▸ Übungstext
Therapieansätze: Chancen auf Besserung
Doch wie kann man von Kleptomanie betroffenen Personen helfen und was zeichnet diese psychische Erkrankung aus? Roland Hog ist Psychotherapeut in der Neuropsychiatrie des Zentrums für Psychiatrie in Zwiefalten. Während seiner beruflichen Laufbahn therapierte er bereits Kleptomaniepatient*innen.
Der Unterschied zwischen gelegentlichem Stehlen und Kleptomanie ist aus Sicht von Hog enorm groß. Kleptomanie weise einen sehr spezifischen Ablauf auf, welcher sich vor allem durch die emotionalen Phasen während des Tatvorgangs auszeichne. Menschen mit Kleptomanie stehlen nicht aus Eigenbedarf. Aus Scham verstecken, verschenken oder entsorgen sie ihr Diebesgut.

▸ Inhalt des Datensatzes
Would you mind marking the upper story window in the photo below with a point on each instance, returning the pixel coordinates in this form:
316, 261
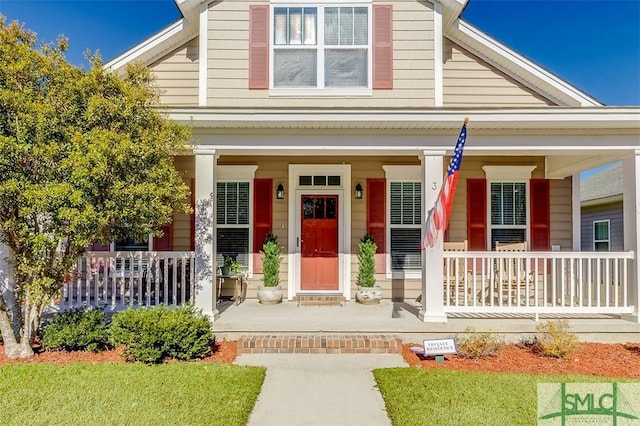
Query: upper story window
321, 47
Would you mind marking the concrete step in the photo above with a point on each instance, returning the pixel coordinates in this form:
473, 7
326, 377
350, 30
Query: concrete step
319, 343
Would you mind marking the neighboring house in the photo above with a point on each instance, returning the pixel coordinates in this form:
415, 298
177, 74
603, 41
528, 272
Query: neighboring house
295, 105
602, 210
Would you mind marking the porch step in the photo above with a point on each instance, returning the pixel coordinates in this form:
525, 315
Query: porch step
319, 300
320, 344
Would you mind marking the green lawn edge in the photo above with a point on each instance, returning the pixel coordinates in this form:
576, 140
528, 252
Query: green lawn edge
128, 394
416, 396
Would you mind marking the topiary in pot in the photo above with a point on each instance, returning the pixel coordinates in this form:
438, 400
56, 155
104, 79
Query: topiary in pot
367, 293
270, 293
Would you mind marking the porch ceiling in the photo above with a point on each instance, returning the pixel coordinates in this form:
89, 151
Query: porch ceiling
489, 121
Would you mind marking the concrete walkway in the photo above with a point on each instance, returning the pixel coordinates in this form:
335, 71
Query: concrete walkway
317, 389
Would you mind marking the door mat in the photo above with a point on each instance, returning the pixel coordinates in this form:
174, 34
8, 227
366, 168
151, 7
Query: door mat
320, 300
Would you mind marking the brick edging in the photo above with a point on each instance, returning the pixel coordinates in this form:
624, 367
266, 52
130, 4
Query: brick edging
320, 344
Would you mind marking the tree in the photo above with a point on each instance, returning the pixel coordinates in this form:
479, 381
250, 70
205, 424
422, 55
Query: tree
85, 156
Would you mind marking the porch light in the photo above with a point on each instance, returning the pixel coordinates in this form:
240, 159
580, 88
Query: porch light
359, 191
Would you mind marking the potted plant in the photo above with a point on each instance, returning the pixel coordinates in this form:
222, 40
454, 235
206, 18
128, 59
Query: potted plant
368, 293
226, 266
270, 293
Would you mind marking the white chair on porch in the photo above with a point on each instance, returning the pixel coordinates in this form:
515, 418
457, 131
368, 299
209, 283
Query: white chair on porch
514, 282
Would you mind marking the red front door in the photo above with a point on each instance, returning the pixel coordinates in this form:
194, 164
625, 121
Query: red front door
319, 265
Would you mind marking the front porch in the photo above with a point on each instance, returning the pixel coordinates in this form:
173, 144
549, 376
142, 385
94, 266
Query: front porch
398, 318
474, 284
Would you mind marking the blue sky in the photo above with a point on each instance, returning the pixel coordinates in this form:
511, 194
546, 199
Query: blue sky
592, 44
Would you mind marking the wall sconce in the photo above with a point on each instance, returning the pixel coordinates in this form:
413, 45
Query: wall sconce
359, 192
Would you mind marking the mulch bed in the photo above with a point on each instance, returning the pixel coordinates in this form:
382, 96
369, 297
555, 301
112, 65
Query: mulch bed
596, 359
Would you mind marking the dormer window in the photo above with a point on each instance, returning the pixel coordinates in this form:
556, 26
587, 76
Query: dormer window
321, 47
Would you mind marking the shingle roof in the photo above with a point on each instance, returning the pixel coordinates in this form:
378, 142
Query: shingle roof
605, 183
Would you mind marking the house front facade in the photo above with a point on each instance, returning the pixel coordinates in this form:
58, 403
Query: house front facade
322, 121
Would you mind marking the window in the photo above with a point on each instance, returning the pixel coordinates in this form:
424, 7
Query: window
405, 225
130, 244
508, 212
601, 239
321, 47
232, 219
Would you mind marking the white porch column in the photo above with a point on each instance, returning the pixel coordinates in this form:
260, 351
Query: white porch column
205, 241
631, 213
432, 309
576, 212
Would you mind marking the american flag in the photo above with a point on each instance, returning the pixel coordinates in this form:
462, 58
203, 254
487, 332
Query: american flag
439, 215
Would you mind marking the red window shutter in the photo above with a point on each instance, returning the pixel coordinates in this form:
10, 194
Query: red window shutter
262, 217
192, 218
259, 47
376, 218
99, 247
540, 215
477, 214
164, 243
383, 47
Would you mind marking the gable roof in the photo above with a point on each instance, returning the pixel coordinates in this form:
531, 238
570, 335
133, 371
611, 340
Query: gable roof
456, 29
602, 187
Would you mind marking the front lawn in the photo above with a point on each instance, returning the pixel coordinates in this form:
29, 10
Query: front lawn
128, 394
415, 396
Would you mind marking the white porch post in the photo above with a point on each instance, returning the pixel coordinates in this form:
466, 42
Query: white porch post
631, 213
432, 309
205, 241
576, 213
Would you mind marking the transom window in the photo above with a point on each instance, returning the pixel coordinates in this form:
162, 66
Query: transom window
232, 219
508, 212
601, 237
405, 224
318, 47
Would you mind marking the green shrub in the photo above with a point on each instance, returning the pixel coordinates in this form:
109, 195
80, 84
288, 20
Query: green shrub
271, 259
76, 330
474, 345
152, 335
366, 261
554, 339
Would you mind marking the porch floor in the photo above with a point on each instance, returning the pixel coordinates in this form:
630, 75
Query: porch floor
399, 318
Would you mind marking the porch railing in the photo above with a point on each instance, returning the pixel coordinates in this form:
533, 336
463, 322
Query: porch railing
115, 280
538, 282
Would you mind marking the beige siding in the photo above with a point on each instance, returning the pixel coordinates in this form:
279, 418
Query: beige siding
469, 81
228, 35
177, 75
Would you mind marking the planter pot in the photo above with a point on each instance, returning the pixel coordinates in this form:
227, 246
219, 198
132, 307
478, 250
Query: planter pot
369, 295
269, 295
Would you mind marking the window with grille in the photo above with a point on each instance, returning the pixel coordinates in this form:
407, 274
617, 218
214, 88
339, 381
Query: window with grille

▸ Arbeitsanweisungen
1. Entscheiden Sie, ob die folgenden Aussagen mit dem Text über Kleptomanie übereinstimmen, und belegen Sie jede Antwort (Ja oder Nein) mit einem wörtlichen Zitat: (a) Roland Hog arbeitet in Zwiefalten. (b) Menschen mit Kleptomanie stehlen Dinge, die sie selbst benötigen. (c) Hog hält den Unterschied zwischen gelegentlichem Stehlen und Kleptomanie für gering.
2. Fassen Sie den Text über Kleptomanie in zwei Sätzen zusammen.
Die Einträge werden für die Bearbeitung nicht benötigt.

▸ Lösungen
1.
(a) Ja: „Roland Hog ist Psychotherapeut in der Neuropsychiatrie des Zentrums für Psychiatrie in Zwiefalten.“
(b) Nein: „Menschen mit Kleptomanie stehlen nicht aus Eigenbedarf.“
(c) Nein: „Der Unterschied zwischen gelegentlichem Stehlen und Kleptomanie ist aus Sicht von Hog enorm groß.“

2. Roland Hog ist Psychotherapeut in der Neuropsychiatrie des Zentrums für Psychiatrie in Zwiefalten und hat bereits Kleptomaniepatient*innen behandelt. Aus seiner Sicht ist der Unterschied zwischen gelegentlichem Stehlen und Kleptomanie enorm groß, da Kleptomanie einen spezifischen Ablauf mit emotionalen Phasen während der Tat aufweist und Betroffene nicht aus Eigenbedarf stehlen, sondern ihr Diebesgut aus Scham verstecken, verschenken oder entsorgen.